### Travail à faire
#1 Dans le texte sur la dissolution sans liquidation, relevez tout ce dont le transfert doit s'effectuer sans rupture pour l'activité.
#2 Prolongez le texte sur la dissolution sans liquidation en enchaînant après sa dernière phrase.

Le fondement principal de la dissolution sans liquidation assortie de la TUP repose sur l’article 1844-5 du Code civil français. Dans son alinéa 3, cet article précise que lorsque la société dissoute n’a qu’un seul associé, tout son patrimoine est dévolu à cet associé, sans qu’il soit nécessaire de procéder à la liquidation. Toutefois, comme toute disposition légale, l’article 1844-5 obéit à des conditions préalables, dont la plus évidente réside dans le fait que l’associé doit détenir 100 % du capital au moment de la décision de dissolution. C’est le cas typique d’une dénommée « société unipersonnelle de fait ». Par ailleurs, des mentions légales obligatoires doivent figurer dans la décision de l’associé unique, notamment le rappel des dispositions de l’article 1844-5 du Code civil.
Une autre condition importante concerne la situation financière de la société dont on prononce la dissolution. En pratique, rien n’empêche une entreprise endettée d’aller vers la TUP, mais l’associé unique deviendra alors responsable des éventuelles dettes reprise « en bloc » dans son propre patrimoine. Par conséquent, la société absorbante doit être en mesure de gérer le passif transféré. La solvabilité des deux entités, l’une dissoute et l’autre bénéficiaire, est donc un sujet clé. Les créanciers, enfin, bénéficient d’un droit d’opposition à la transmission universelle de patrimoine. Cela signifie que si un créancier estime que la dissolution met en péril le règlement de sa créance, il peut former opposition devant le tribunal compétent. Cette opposition n’entraîne pas automatiquement l’échec de la TUP, mais elle oblige l’associé unique à prouver qu’il existe des garanties de paiement ou à régler la dette immédiatement.
Conséquences pratiques
La TUP est un outil réputé efficace pour réaliser des restructurations juridiques. Elle réorganise les organigrammes de groupes de sociétés tout en réduisant le nombre des entités. D’un point de vue comptable, la société absorbante continue de fonctionner avec un patrimoine agrandi. Les biens mobiliers et immobiliers sont directement inscrits à l’actif de la société bénéficiaire. Sur le plan fiscal, il existe des situations où la dissolution sans liquidation peut bénéficier d’un régime de faveur, notamment si la TUP s’inscrit dans la continuité de l’activité ou dans certaines opérations de réorganisation intragroupe. Toutefois, ces régimes dérogatoires supposent de respecter des obligations déclaratives et de s’assurer que la finalité recherchée est conforme à la législation fiscale.
La dissolution sans liquidation génère aussi des impacts sociaux. Les salariés de la société dissoute rejoignent directement la société bénéficiaire de la TUP, selon le principe de la poursuite des contrats de travail. Les employeurs doivent donc veiller à la continuité des avantages acquis et au respect des obligations légales (notamment la consultation éventuelle des représentants du personnel, lorsque la taille de l’entreprise le requiert). Il est recommandé de se rapprocher d’un expert en droit du travail pour bien cadrer la transition, anticiper les conséquences sur le plan social et limiter les litiges. D’un point de vue purement opérationnel, la TUP doit être gérée avec soin pour que le transfert de fichiers clients, d’outils informatiques, de locaux ou de stocks s’effectue sans rupture pour l’activité.

### Lignes de données
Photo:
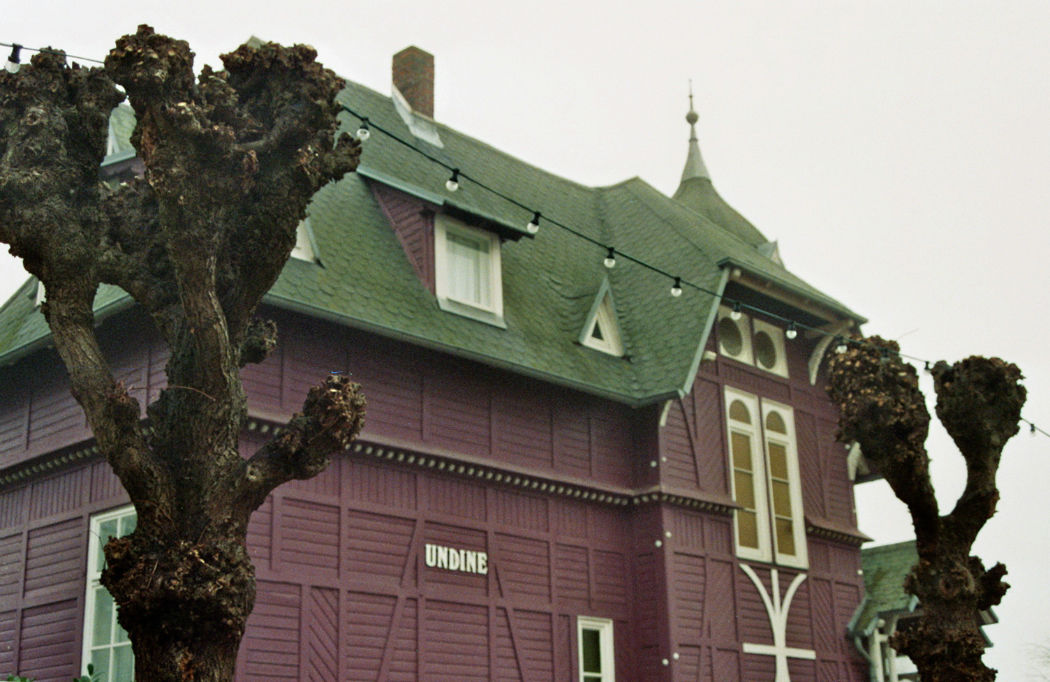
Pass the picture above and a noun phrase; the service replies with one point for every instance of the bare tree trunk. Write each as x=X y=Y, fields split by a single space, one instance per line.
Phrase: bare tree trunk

### Réponses attendues
#1 fichiers clients, outils informatiques, locaux, stocks

#2
Étapes et formalités
Les démarches associées à une dissolution sans liquidation formaliment se rapprochent de celles qui encadrent toute décision d’assemblée générale extraordinaire lorsque l’entreprise comporte un associé unique. Il faut d’abord que la décision de dissoudre soit correctement actée, puis faire connaître cette décision auprès des tiers par des publications légales, et enfin procéder à l’enregistrement et à la radiation de la société dissoute. Examinons de plus près le déroulement étape par étape pour lever les doutes qui pourraient persister.
Étape 1 : Décision de l’associé unique
Le point de départ, c’est la décision. L’associé unique, qu’il soit une personne physique ou morale, doit établir un acte formalisé (souvent appelé procès-verbal ou décision de l’associé unique) constatant la volonté de dissoudre la société sans liquidation. Cet acte doit comporter plusieurs mentions obligatoires. On y retrouve : la dénomination sociale de la société dissoute, le capital, le siège social, la confirmation que l’associé détient 100 % des parts, et la référence explicite à l’article 1844-5 alinéa 3 du Code civil. En signant ce document, l’associé unique endosse la responsabilité de toutes les conséquences financières, fiscales et sociales de la dissolution.
Il convient aussi de préciser le sort des éventuels apports en nature, des différents comptes courants d’associé et de mentionner la date effective de la dissolution. Dans la pratique, les dirigeants optent souvent pour une date qui coïncide avec la fin d’un exercice comptable, afin de faciliter la consolidation des comptes. Par ailleurs, si des clauses statutaires imposent des restrictions ou des mesures spéciales avant dissolution, il faut s’y conformer (par exemple, vérifier si un pacte d'actionnaires existe, même lorsqu'il n'y a qu’un associé unique, dans un contexte de groupe).
Étape 2 : Publication et publicité
Qui dit dissolution d’une société dit publication légale. Cette formalité informe les tiers – notamment les créanciers et les partenaires commerciaux – de la décision prise. Il s’agit de faire paraître un avis dans un journal d’annonces légales, généralement habilité dans le département du siège social de la société dissoute. L’avis doit préciser le nom de la société bénéficiaire, son numéro d’immatriculation, ainsi que la mention de la transmission universelle de patrimoine. Cette publication déclenche alors le point de départ du délai d’opposition des créanciers, qui est généralement de 30 jours. On voit ici l’importance de bien rédiger l’annonce légale, car tout oubli peut retarder l’opération ou engendrer des complications.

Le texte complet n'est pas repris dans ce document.